*Aim*
Continue the court opinion on the soya bean oil contract dispute from the point where it stops.

*Source extract*

----------------------------------------

Opinion
November 15, 1922.
Franc Becker [ Alfred L. Becker of counsel], for the appellant.
Walter N. Gill, for the respondent.
The only issue in the case is made by the affirmative allegations of the defendant's answer setting forth a counterclaim, and the denials and allegations of the plaintiff's reply.
The answer sets up a contract entered into between E.F. Drew Co., Inc., and the plaintiff on the 23d day of September, 1920. By that contract E.F. Drew Co., Inc., agreed to sell and the plaintiff agreed to buy a quantity of soya bean oil. The quantity agreed upon was "Two (2) Sellers tanks of about 60,000 pounds each," and the price was "10c per pound, f.o.b. Pacific Coast." In relation to deliveries the contract contained the following: "Deliveries — October, 1920. Shipment from Pacific Coast. Buyer to supply seller with shipping instructions within forty-eight (48) hours after request for same by seller." In relation to terms it contained the following: "Terms — net cash. Sight draft against Railroad Bill of Lading Certificate of Weight and Certificate of Analysis." The answer alleged and the proof established that all the rights of E.F. Drew Co., Inc., arising under the contract had been assigned to the defendant. The defendant seeks to recover damages suffered through the refusal of the plaintiff to accept delivery of one tank car of soya bean oil contracted for.

----------------------------------------

*Photo object-pointing records*
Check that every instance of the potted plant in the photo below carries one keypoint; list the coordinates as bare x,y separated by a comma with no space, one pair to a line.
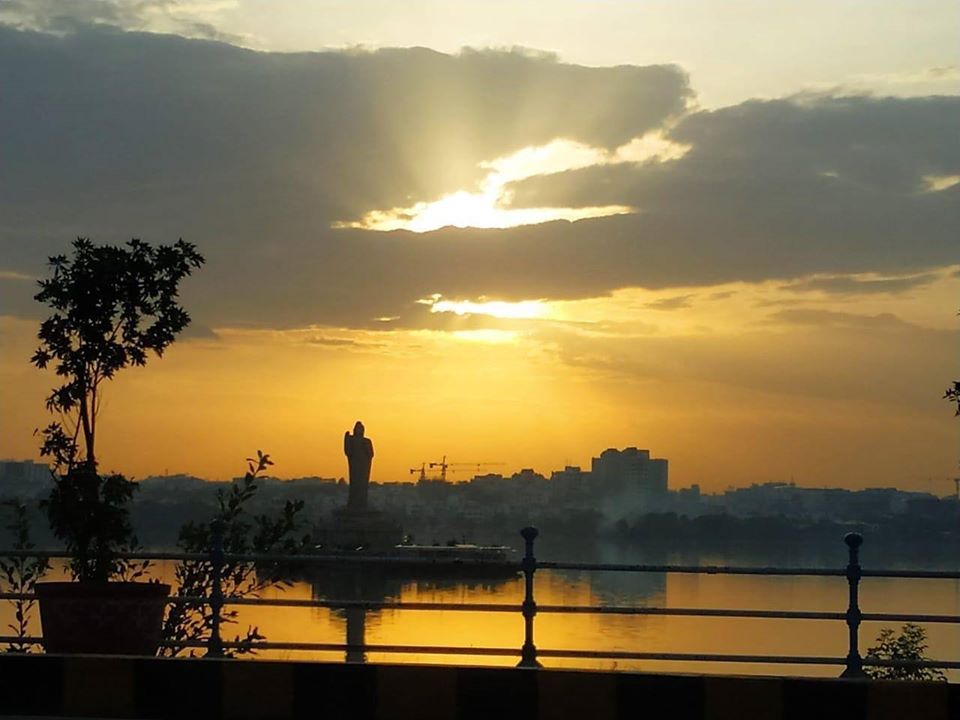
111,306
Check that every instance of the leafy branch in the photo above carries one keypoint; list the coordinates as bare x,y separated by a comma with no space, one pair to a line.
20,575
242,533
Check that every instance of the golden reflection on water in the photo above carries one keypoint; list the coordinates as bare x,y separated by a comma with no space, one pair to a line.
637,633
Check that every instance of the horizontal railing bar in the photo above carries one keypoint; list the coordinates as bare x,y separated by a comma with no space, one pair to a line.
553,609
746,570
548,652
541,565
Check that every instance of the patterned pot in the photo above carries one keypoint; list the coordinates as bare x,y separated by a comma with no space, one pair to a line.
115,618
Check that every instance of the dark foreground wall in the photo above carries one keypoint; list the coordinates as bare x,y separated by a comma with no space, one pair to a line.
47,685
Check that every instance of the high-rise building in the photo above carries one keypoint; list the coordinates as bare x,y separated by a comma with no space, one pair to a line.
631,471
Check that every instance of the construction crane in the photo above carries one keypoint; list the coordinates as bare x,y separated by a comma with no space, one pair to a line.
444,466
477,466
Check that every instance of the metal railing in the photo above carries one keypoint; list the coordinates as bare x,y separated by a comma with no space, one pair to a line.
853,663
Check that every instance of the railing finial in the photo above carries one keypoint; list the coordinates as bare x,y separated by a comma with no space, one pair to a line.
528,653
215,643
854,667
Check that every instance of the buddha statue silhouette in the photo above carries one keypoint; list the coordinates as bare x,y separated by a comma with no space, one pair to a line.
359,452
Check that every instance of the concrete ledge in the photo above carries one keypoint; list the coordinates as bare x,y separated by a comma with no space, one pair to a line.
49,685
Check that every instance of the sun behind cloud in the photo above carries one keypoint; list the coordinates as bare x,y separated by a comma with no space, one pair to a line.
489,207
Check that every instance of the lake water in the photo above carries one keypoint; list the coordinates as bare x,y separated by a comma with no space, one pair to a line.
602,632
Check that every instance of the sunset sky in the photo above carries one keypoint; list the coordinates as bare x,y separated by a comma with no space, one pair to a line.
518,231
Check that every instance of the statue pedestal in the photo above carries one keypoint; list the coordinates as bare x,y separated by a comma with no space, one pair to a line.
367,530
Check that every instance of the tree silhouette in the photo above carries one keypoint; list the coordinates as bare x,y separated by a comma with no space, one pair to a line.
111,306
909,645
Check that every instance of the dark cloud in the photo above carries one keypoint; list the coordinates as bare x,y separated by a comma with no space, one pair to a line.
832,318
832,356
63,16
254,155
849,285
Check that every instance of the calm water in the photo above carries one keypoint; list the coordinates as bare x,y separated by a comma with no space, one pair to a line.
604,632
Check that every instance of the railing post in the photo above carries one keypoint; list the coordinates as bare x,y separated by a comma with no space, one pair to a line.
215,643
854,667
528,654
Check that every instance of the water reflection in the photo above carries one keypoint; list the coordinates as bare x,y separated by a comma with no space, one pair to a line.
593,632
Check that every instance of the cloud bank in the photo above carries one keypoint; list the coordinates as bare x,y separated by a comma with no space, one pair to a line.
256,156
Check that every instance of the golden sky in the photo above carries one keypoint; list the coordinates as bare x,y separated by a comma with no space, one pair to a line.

----------------------------------------

*Task response*
It would have been difficult for the defendant exercising ingenuity, to have alleged or proven less. It failed to allege or prove that shipping instructions, as required by the contract, were given by the plaintiff, the buyer, to E.F. Drew Co., Inc., the seller. It failed to allege that the tank cars, or either of them, were consigned by the seller to the plaintiff in accordance with instructions as to destination or otherwise. It failed to state the time when or the place whence the cars, or either of them, were shipped. It failed to state the place to which the cars were shipped. It introduced in evidence a letter from a third party, the New York Central Railroad Company, to the effect that the carload, which is the subject of this litigation, was "consigned to order Koster Company, notify Hauck Food Products Company." It failed to prove the relationship between "Koster Company" on the one hand and the plaintiff or E.F. Drew Co., Inc., on the other.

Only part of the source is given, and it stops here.